* Extract provided *
○ ○ ○

Ashima Shiraishi (白石阿島, Shiraishi Ashima, born April 3, 2001) is an American rock climber. Shiraishi started climbing at the age of six at Rat Rock in Central Park, joining her father. Only a few years later, she quickly established herself as one of the top boulderers and sport climbers in the world. Her numerous accolades include first-place finishes in international competitions, and multiple first female and youngest ascents. Shiraishi is featured in several short documentary-style films, and is the subject of the documentary short "Return to the Red" (2012).

The New York Times referred to her as a "bouldering phenom".  Outside Magazine described her as a "young crusher". And The New Yorker called her "a Gretzky of the granite". At age 13 she became the second-ever female, and youngest person, to climb a sport route with a difficulty grade of 5.14d/5.15a (9a/9a+). In 2016, she made the second ascent of Horizon in Mount Hiei, Japan and became the first-ever female to solve a  boulder.

Biography 
Shiraishi was born in New York City on April 3, 2001. She is the only child of Tsuya and Hisatoshi Shiraishi, who immigrated from Japan in 1978 to New York City. Her father, Hisatoshi "Poppo" Shiraishi, was trained as a dancer in Butoh. When she was 6 years old, her parents took her to Central Park, where she started climbing at Rat Rock. She later climbed at Brooklyn Boulders in Gowanus, Brooklyn.

Shiraishi began climbing competitively at age 7, in 2008, and paired with coach Obe Carrion, an accomplished climber. Their partnership ended in 2012, largely due to tensions and disagreements between Carrion and Shiraishi's father, who has coached her since.
 
At age 8, Shiraishi climbed the classic boulder problem Power of Silence (V10), in Hueco Tanks, Texas. At age 9, she climbed Chablanke (V11/12) and Roger in the Shower (V11) in Hueco Tanks, and several other difficult boulders. At age 10, she climbed Fred Nicole's notorious Crown of Aragorn (V13) also in Hueco Tanks. She is the youngest person ever to climb this grade, and one of very few female climbers to climb a confirmed V13.

○ ○ ○

* Data excerpts *
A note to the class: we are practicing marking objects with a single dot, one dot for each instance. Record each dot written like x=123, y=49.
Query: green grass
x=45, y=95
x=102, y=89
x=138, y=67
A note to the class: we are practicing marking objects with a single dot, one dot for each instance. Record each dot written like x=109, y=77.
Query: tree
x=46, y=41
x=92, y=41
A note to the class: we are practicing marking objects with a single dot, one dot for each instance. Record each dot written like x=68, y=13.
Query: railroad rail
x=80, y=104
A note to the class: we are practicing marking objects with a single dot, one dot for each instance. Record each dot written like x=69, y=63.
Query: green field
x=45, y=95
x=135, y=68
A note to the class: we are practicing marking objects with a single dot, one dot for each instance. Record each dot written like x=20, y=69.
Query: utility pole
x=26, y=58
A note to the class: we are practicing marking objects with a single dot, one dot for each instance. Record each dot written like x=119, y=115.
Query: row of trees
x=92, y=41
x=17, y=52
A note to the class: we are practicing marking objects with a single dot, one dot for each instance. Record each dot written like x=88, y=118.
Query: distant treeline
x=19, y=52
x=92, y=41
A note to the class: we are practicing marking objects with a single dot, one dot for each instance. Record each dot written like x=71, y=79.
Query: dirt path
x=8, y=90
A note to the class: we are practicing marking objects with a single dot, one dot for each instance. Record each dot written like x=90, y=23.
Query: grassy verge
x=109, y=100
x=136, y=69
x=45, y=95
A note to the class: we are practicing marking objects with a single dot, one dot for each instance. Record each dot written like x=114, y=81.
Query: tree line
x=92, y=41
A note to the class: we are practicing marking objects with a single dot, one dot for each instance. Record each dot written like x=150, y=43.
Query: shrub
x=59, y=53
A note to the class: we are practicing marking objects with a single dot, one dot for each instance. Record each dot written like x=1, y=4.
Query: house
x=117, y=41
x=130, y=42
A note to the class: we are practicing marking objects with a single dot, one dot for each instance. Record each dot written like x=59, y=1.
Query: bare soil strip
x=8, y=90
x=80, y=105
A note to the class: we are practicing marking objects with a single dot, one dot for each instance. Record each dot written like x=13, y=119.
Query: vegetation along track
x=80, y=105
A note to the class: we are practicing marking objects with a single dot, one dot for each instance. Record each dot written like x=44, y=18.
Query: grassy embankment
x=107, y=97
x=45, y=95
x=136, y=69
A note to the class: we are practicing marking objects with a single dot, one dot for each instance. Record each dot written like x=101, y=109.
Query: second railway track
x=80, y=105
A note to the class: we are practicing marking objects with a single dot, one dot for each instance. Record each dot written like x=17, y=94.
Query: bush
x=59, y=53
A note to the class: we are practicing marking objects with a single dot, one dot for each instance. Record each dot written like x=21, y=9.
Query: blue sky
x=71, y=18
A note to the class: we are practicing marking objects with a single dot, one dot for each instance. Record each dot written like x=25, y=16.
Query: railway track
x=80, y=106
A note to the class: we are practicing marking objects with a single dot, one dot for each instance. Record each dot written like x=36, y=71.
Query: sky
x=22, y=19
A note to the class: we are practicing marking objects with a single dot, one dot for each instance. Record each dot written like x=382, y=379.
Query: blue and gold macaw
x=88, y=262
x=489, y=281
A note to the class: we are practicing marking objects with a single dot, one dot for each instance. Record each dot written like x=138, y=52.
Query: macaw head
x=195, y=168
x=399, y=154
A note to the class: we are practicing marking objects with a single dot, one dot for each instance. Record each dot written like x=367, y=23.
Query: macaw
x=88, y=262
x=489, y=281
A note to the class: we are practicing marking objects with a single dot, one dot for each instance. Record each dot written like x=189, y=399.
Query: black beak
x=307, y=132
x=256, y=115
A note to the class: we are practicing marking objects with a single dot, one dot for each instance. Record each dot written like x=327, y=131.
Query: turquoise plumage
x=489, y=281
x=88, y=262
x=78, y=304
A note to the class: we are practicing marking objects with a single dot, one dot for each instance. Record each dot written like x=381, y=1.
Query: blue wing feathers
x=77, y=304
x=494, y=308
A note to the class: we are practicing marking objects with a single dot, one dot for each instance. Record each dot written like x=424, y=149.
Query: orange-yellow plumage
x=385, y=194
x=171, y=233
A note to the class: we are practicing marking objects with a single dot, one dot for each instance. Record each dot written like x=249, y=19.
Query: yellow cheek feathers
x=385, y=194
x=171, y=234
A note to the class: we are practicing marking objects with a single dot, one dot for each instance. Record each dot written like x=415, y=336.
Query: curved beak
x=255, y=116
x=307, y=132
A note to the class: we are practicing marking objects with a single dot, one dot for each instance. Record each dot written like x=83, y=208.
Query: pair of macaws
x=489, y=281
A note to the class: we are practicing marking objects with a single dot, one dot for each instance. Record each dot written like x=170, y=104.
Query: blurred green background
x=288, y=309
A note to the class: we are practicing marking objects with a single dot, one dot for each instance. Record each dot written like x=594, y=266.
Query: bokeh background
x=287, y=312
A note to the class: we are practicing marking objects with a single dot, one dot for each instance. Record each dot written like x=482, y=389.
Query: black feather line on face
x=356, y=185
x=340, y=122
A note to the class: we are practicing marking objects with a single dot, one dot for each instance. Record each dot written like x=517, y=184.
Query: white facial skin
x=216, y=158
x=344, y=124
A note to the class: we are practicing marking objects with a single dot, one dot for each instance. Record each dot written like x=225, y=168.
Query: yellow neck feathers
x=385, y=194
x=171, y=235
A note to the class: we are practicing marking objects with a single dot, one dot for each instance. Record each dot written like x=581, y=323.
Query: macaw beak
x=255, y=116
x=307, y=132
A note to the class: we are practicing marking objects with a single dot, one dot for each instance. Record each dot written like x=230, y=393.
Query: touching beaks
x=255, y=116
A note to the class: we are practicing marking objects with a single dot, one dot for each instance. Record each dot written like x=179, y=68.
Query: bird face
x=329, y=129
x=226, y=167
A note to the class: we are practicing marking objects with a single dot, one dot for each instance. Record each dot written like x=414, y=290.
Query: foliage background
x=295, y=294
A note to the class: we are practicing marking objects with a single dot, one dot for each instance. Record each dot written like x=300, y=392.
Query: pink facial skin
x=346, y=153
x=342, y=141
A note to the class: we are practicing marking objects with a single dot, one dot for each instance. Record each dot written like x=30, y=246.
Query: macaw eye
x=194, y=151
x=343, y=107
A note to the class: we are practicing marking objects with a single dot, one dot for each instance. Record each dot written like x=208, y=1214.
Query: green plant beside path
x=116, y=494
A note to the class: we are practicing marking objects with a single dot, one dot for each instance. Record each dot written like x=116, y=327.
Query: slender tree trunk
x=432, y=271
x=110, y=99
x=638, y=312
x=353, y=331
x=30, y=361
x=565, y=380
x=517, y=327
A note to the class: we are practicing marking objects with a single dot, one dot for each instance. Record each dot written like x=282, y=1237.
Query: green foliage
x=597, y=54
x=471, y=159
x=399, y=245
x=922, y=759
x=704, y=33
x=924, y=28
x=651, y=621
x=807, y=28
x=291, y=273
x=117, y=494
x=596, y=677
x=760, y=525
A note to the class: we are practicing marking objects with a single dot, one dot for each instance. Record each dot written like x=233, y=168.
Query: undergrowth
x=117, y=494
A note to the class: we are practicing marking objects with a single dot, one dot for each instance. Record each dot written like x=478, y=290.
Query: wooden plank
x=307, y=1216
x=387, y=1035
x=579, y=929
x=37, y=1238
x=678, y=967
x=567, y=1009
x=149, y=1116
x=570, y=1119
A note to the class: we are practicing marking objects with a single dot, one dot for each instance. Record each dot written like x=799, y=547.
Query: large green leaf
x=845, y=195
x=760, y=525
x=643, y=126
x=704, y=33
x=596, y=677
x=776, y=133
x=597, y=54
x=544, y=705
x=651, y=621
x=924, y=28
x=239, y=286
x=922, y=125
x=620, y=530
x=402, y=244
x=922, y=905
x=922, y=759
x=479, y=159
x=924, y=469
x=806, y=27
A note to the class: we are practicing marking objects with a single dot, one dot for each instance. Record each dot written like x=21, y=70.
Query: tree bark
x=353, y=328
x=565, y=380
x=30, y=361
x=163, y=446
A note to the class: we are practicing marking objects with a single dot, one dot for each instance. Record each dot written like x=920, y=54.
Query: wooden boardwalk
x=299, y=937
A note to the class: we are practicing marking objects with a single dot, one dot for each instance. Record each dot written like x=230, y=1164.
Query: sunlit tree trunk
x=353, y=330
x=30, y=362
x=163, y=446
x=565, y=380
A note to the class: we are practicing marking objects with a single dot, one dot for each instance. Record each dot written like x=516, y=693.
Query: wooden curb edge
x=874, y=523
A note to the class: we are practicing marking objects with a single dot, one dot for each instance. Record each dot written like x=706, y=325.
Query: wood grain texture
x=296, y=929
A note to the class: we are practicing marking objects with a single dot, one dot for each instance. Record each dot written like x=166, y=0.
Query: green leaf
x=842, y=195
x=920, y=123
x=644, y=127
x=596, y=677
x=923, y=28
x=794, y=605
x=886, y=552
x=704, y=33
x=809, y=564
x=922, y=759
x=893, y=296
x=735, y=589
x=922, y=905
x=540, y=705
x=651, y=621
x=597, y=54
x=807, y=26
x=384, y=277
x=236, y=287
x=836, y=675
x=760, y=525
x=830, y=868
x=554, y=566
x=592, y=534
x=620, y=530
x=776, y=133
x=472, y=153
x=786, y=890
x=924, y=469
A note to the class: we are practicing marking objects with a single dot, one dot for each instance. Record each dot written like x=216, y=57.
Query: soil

○ ○ ○

* Goal 1 *
List every boulder problem that the Ashima Shiraishi biography names as one she climbed in Hueco Tanks, Texas.
* Goal 2 *
Carry on the Ashima Shiraishi biography from the point where it ends.

* Result 1 *
Power of Silence
Chablanke
Roger in the Shower
Crown of Aragorn

* Result 2 *
Shiraishi also excelled in lead climbing. At age 11, in October 2012, she climbed Southern Smoke at the Red River Gorge, a grade 5.14c (8c+) sport route, becoming the youngest person to climb a route of this difficulty.

In 2013, Shiraishi continued to excel at both bouldering and lead climbing, adding to her ticklist a 5.14a (Slow Food at Céüse) two more V13s (One Summer in Paradise and Automator) and finally two 5.14c's (24 Karats and 50 Words for Pump). In July 2014, she climbed what might be her first V14, Golden Shadow; however, there is a suggestion that Golden Shadow is V13 or V13/V14. She was the second officially recorded female climber (after Tomoko Ogawa) to successfully climb a V14 problem. On the first day of 2015, she climbed her second V14 (V13/V14), The Swarm, claiming the first female top-out of the problem.

At age 13, Shiraishi climbed her first 5.14d (9a), Open Your Mind Direct R1 in Santa Linya. The route was thought to be harder while Shiraishi was attempting it, for a few months earlier a hold had broken off near the top. However, on Christmas Day of 2015, Edu Márin Garcia climbed the route past Shiraishi's end point to the second top and confirmed Shiraishi's route as a 5.14d (9a).
In the same climbing trip, Shiraishi climbed Ciudad de Dios, making her the youngest athlete to climb a 5.14d/5.15a (9a/9a+) and the second female climber to climb at this level. The route has been climbed by 6 other athletes, but there is still no definite consensus on whether the grade is 5.14d or 5.15a.

In 2015, 2016, and 2017 Shiraishi won the IFSC World Youth Championships for both Lead and Bouldering in the Female Youth B category. In March 2016, at 14 years old, she climbed the boulder problem Horizon (8C/V15) in Mount Hiei, Japan. She is the second person ever to finish this problem. With this achievement she became the first female climber as well as the youngest climber to climb this bouldering grade. A few months later, she climbed Sleepy Rave, another V15 (or V14 according to some), in Grampians National Park, Australia. 

In 2017, she was the winner of the female sport category at the USA Climbing Sport & Speed Open National Championships (SCS nationals) held in Denver, Colorado, and placed second at the USA Climbing Bouldering Nationals (ABS nationals) to 10-time champion Alex Puccio. In the same year, she started competing in the Climbing World Cup as an adult.

She is sponsored by Evolv, Arc’teryx, Clif Bar, Petzl, Coca-Cola Japan, All Nippon Airways and Nikon.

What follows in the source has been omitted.